_Page text_
'''

CJLF takes no position on marijuana legalization. At present, it is illegal everywhere in the United States. States that purport to legalize it can pass whatever laws they care to, but under the Supremacy Clause, federal law prevails over contrary state law. In the struggle for civil rights, this was considered a good thing, but that was then.
Not that it matters a whole lot. Simply smoking a joint has been de facto legal for decades. Yes, if you do it on the police station steps, that might be a problem, but short of that....
Still, we have the never-ending and much-fabled "national conversation" about pot. We are advised that we should base our views on facts, not emotion or prejudice.
Sounds good to me. Here's today's fact, from the Associated Press, reporting out of Seattle: "Fatal crashes involving marijuana double in Washington."
I guarantee you that this fact will make no difference. The push to legalize, and thus increase the use of, pot has zip to do with public health, although it is often and aggressively put in those terms. It's about ideology, pure and simple.

How would you describe the ideology driving the push to reform marijuana prohibition, Bill?
I agree the ideology drives many opinions in this arena, but I often feel it is my (conservative) ideological commitment to human freedom and limited government that often drives my interest in ending marijuana prohibition. But I suspect you have a different way to describe the ideology you have in mind. I would genuinely like to hear that description.
May I ask why the Criminal Justice Legal Foundation does not take a position on marijuana legalization? It seems like a popular issue in mainstream dialogue, and the issue is discussed on this blog on occasion. Why does a criminal justice foundation prefer to not take a position on a major issue that affects criminal juatice?
Thank you, Oscar
Doug --
Libertarianism, with an overlay of liberalism.
As I think you know, I have considerable respect for libertarianism, but I disagree on the subject of drug legalization and numerous other law enforcement questions. I would keep pot about as illegal as it is now, to wit, not very for almost all practical purposes.

'''

_Job 1_
In the marijuana post, how does Bill sum up the ideology behind the push for legalization?

(Records of labeled points)
'''

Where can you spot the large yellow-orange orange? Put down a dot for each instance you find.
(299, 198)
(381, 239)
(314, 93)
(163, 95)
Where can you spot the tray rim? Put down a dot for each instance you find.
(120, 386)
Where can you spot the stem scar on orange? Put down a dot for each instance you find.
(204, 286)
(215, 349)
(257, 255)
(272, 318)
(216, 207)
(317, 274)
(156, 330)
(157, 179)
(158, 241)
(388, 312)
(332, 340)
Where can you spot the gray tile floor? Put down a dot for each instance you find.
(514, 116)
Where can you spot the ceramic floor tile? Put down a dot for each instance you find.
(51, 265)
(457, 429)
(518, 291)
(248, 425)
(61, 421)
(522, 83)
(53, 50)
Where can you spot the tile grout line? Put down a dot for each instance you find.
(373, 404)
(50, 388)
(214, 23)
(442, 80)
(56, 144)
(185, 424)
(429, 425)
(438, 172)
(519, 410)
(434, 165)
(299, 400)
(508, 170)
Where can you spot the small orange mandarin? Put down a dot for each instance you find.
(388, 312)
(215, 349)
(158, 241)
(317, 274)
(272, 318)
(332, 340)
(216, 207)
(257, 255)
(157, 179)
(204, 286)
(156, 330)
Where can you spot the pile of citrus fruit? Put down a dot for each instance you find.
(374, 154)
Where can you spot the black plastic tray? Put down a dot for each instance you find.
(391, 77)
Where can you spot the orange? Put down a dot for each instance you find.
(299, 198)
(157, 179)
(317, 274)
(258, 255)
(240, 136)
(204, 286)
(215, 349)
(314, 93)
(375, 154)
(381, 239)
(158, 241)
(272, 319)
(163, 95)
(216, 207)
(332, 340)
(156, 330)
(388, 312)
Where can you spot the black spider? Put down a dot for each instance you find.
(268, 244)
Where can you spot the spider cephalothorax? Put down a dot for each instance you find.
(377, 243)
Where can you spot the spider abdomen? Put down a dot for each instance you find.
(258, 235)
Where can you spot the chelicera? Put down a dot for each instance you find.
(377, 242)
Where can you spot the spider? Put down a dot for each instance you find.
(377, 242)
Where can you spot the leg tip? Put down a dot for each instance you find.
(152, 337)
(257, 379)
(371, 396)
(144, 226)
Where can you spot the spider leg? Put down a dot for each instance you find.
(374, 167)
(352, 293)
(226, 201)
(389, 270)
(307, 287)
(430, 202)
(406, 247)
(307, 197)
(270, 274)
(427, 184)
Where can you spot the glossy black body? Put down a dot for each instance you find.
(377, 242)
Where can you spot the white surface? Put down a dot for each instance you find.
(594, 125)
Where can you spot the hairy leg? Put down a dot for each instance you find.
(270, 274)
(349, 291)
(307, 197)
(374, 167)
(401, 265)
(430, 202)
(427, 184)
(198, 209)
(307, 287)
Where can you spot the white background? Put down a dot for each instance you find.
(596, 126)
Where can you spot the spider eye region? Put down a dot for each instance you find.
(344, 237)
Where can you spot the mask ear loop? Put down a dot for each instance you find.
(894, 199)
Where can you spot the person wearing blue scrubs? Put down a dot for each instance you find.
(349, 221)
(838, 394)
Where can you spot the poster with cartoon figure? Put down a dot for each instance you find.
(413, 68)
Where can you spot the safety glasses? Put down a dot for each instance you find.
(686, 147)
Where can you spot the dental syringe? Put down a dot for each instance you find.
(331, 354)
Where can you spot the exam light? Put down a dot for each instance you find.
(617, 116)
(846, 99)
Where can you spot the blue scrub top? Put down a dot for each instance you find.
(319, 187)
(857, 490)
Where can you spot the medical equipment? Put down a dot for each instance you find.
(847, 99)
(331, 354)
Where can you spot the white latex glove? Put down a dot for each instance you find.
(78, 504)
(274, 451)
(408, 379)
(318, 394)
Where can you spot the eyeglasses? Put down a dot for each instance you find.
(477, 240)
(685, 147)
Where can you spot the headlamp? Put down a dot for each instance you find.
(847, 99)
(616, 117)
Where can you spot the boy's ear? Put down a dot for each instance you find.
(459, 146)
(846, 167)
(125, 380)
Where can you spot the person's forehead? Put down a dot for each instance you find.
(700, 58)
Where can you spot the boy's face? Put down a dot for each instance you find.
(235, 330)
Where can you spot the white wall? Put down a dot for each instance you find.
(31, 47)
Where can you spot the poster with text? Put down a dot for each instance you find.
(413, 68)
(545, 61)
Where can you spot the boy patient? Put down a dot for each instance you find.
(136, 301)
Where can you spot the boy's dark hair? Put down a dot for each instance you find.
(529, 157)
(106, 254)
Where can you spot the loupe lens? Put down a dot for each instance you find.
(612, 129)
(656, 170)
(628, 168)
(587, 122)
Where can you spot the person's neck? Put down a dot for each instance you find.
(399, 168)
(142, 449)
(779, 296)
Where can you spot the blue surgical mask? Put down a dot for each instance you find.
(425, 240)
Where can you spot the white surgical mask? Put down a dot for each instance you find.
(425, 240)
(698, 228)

'''

_Job 2_
Rescale part of the entries: starting at the line containing "Where can you spot the white wall?" and ending at the last line of the entries, reproduce every line, requests included. Multiply each coordinate in the answers by 0.95 and round to whole numbers, with halves rounding up.

_Answer 1_
Libertarianism, with an overlay of liberalism.

_Answer 2_
Where can you spot the white wall? Put down a dot for each instance you find.
(29, 45)
Where can you spot the poster with text? Put down a dot for each instance you find.
(392, 65)
(518, 58)
Where can you spot the boy patient? Put down a dot for each instance you find.
(129, 286)
Where can you spot the boy's dark hair? Put down a dot for each instance you find.
(503, 149)
(101, 241)
Where can you spot the loupe lens? Put down a dot for each instance you find.
(581, 123)
(623, 162)
(597, 160)
(558, 116)
Where can you spot the person's neck? Put down a dot for each instance you find.
(379, 160)
(135, 427)
(740, 281)
Where can you spot the blue surgical mask? Put down a dot for each instance you find.
(404, 228)
Where can you spot the white surgical mask? Put down a dot for each instance you find.
(404, 228)
(663, 217)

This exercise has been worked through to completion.